◆ **TO DO**: Express every row below as a two-column CSV with the headers instruction and answer, one line per row. Put each row's text and its complete answer in separate quoted fields, and change any line breaks to spaces.

[Source data]
########################################

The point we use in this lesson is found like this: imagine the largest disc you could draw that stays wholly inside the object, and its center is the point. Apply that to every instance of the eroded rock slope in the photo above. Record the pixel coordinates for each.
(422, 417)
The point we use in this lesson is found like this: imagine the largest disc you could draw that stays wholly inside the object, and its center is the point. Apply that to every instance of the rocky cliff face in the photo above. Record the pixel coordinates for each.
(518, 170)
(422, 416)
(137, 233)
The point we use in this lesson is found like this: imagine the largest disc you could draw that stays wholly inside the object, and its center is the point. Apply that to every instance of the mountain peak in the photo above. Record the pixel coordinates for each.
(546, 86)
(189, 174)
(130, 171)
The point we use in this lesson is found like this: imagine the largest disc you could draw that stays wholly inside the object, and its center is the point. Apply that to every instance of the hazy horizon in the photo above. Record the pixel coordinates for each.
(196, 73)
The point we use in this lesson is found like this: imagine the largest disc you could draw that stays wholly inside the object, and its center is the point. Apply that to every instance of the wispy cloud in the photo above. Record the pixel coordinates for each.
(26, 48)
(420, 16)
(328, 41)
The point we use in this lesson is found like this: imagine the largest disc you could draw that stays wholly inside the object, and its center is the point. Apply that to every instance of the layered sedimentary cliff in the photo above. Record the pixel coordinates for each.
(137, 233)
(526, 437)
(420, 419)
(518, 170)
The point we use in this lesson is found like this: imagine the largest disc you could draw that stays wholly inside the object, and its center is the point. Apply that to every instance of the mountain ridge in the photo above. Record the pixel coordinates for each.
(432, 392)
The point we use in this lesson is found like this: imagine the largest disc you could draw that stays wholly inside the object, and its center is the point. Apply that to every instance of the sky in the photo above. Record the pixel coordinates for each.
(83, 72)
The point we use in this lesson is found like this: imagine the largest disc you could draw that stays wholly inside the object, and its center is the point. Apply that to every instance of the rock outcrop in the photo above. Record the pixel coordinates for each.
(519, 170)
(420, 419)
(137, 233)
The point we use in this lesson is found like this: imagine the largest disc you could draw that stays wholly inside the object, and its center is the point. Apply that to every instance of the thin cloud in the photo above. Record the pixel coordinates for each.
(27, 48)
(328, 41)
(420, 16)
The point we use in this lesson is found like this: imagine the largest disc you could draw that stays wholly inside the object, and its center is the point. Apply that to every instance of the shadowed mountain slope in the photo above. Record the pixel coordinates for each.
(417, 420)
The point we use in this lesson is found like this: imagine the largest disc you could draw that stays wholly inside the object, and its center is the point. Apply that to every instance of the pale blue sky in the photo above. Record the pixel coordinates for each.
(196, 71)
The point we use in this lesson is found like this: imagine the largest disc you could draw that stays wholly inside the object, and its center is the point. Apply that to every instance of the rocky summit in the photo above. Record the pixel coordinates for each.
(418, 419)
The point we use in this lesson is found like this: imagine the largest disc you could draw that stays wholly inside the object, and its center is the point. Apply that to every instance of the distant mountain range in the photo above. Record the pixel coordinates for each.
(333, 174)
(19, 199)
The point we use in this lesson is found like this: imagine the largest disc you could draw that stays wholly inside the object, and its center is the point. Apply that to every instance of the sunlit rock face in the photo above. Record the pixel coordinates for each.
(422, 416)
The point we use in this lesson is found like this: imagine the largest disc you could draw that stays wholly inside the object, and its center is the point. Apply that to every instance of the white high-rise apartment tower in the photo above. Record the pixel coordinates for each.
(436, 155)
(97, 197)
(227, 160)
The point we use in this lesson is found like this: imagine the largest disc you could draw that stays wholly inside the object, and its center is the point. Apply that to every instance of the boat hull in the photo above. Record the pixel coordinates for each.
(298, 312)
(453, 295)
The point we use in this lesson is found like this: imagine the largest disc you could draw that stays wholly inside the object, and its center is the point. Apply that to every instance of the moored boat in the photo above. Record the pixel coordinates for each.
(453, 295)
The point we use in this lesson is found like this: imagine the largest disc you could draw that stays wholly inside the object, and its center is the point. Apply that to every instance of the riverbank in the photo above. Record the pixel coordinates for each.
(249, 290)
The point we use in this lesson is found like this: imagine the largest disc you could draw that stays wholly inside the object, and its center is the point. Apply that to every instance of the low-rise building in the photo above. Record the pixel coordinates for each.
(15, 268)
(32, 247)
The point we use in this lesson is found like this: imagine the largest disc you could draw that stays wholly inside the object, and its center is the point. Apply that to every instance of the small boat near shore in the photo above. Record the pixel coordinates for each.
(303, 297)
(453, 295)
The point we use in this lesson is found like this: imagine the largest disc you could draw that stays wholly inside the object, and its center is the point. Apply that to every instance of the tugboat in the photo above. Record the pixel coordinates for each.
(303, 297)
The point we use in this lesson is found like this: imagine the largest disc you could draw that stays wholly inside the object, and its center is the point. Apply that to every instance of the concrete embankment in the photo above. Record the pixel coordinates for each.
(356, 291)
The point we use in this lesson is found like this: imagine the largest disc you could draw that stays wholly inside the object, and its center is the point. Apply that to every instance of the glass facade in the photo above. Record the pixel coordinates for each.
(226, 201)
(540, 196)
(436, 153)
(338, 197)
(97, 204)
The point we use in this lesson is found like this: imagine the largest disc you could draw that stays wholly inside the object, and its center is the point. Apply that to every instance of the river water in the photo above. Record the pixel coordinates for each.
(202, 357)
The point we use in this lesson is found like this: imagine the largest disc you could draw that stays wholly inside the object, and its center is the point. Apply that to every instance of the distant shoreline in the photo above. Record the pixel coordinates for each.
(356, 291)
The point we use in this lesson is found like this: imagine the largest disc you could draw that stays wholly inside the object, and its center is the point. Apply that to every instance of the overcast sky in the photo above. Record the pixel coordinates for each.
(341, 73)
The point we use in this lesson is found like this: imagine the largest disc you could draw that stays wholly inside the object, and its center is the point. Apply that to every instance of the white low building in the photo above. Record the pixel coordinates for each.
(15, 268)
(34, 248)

########################################

◆ **EXERCISE RESULT**:
instruction,answer
"The point we use in this lesson is found like this: imagine the largest disc you could draw that stays wholly inside the object, and its center is the point. Apply that to every instance of the eroded rock slope in the photo above. Record the pixel coordinates for each.","(422, 417)"
"The point we use in this lesson is found like this: imagine the largest disc you could draw that stays wholly inside the object, and its center is the point. Apply that to every instance of the rocky cliff face in the photo above. Record the pixel coordinates for each.","(518, 170) (422, 416) (137, 233)"
"The point we use in this lesson is found like this: imagine the largest disc you could draw that stays wholly inside the object, and its center is the point. Apply that to every instance of the mountain peak in the photo above. Record the pixel coordinates for each.","(546, 86) (189, 174) (130, 171)"
"The point we use in this lesson is found like this: imagine the largest disc you could draw that stays wholly inside the object, and its center is the point. Apply that to every instance of the hazy horizon in the photo above. Record the pixel coordinates for each.","(196, 73)"
"The point we use in this lesson is found like this: imagine the largest disc you could draw that stays wholly inside the object, and its center is the point. Apply that to every instance of the wispy cloud in the photo above. Record the pixel coordinates for each.","(26, 48) (420, 16) (328, 41)"
"The point we use in this lesson is found like this: imagine the largest disc you could draw that stays wholly inside the object, and its center is the point. Apply that to every instance of the layered sedimentary cliff in the photo above. Record the pixel coordinates for each.","(137, 233) (526, 437) (420, 419) (518, 170)"
"The point we use in this lesson is found like this: imagine the largest disc you could draw that stays wholly inside the object, and its center is the point. Apply that to every instance of the mountain ridge in the photo above. Record the pixel coordinates for each.","(432, 392)"
"The point we use in this lesson is found like this: imagine the largest disc you could draw that stays wholly inside the object, and its center is the point. Apply that to every instance of the sky in the photo above. Record the pixel coordinates for each.","(83, 72)"
"The point we use in this lesson is found like this: imagine the largest disc you could draw that stays wholly inside the object, and its center is the point. Apply that to every instance of the rock outcrop in the photo above. Record the pixel coordinates for each.","(519, 170) (420, 419) (137, 233)"
"The point we use in this lesson is found like this: imagine the largest disc you could draw that stays wholly inside the object, and its center is the point. Apply that to every instance of the thin cloud in the photo above. Record the pixel coordinates for each.","(27, 48) (328, 41) (420, 16)"
"The point we use in this lesson is found like this: imagine the largest disc you could draw that stays wholly inside the object, and its center is the point. Apply that to every instance of the shadowed mountain slope in the photo above. Record the pixel coordinates for each.","(417, 420)"
"The point we use in this lesson is found like this: imagine the largest disc you could draw that stays wholly inside the object, and its center is the point. Apply that to every instance of the pale blue sky in the photo above. Record the pixel coordinates for each.","(196, 71)"
"The point we use in this lesson is found like this: imagine the largest disc you could draw that stays wholly inside the object, and its center is the point. Apply that to every instance of the rocky summit in the photo above. Record the pixel coordinates for each.","(418, 419)"
"The point we use in this lesson is found like this: imagine the largest disc you could draw that stays wholly inside the object, and its center is the point. Apply that to every instance of the distant mountain range in the photo above. Record the pixel coordinates for each.","(333, 174) (19, 199)"
"The point we use in this lesson is found like this: imagine the largest disc you could draw that stays wholly inside the object, and its center is the point. Apply that to every instance of the sunlit rock face in the photo above. Record the pixel coordinates for each.","(422, 416)"
"The point we use in this lesson is found like this: imagine the largest disc you could draw that stays wholly inside the object, and its center is the point. Apply that to every instance of the white high-rise apartment tower in the photo above. Record the pixel coordinates for each.","(436, 155) (97, 197) (227, 160)"
"The point we use in this lesson is found like this: imagine the largest disc you could draw that stays wholly inside the object, and its center is the point. Apply that to every instance of the boat hull in the photo above. Record the pixel coordinates for each.","(298, 312) (453, 295)"
"The point we use in this lesson is found like this: imagine the largest disc you could draw that stays wholly inside the object, and its center is the point. Apply that to every instance of the moored boat in the photo above. Record the pixel coordinates for each.","(453, 295)"
"The point we use in this lesson is found like this: imagine the largest disc you could draw that stays wholly inside the object, and its center is the point. Apply that to every instance of the riverbank in the photo above. Record the pixel coordinates for each.","(249, 290)"
"The point we use in this lesson is found like this: imagine the largest disc you could draw that stays wholly inside the object, and its center is the point. Apply that to every instance of the low-rise building in the photo above. Record the pixel coordinates for each.","(15, 268) (32, 247)"
"The point we use in this lesson is found like this: imagine the largest disc you could draw that stays wholly inside the object, and its center is the point. Apply that to every instance of the small boat near shore in the photo above. Record the pixel coordinates for each.","(303, 297) (453, 295)"
"The point we use in this lesson is found like this: imagine the largest disc you could draw that stays wholly inside the object, and its center is the point. Apply that to every instance of the tugboat in the photo above. Record the pixel coordinates for each.","(303, 297)"
"The point we use in this lesson is found like this: imagine the largest disc you could draw that stays wholly inside the object, and its center is the point. Apply that to every instance of the concrete embankment in the photo above. Record the pixel coordinates for each.","(356, 291)"
"The point we use in this lesson is found like this: imagine the largest disc you could draw that stays wholly inside the object, and its center is the point. Apply that to every instance of the glass facade in the photo above. Record the pixel coordinates for each.","(226, 201) (540, 196) (436, 153) (338, 197) (97, 204)"
"The point we use in this lesson is found like this: imagine the largest disc you could draw that stays wholly inside the object, and its center is the point. Apply that to every instance of the river water in the photo above. Record the pixel coordinates for each.","(202, 357)"
"The point we use in this lesson is found like this: imagine the largest disc you could draw that stays wholly inside the object, and its center is the point. Apply that to every instance of the distant shoreline in the photo above. Record the pixel coordinates for each.","(356, 291)"
"The point we use in this lesson is found like this: imagine the largest disc you could draw that stays wholly inside the object, and its center is the point. Apply that to every instance of the overcast sky in the photo above. Record the pixel coordinates for each.","(341, 73)"
"The point we use in this lesson is found like this: imagine the largest disc you could draw that stays wholly inside the object, and its center is the point. Apply that to every instance of the white low building in the photo above. Record the pixel coordinates for each.","(15, 268) (34, 248)"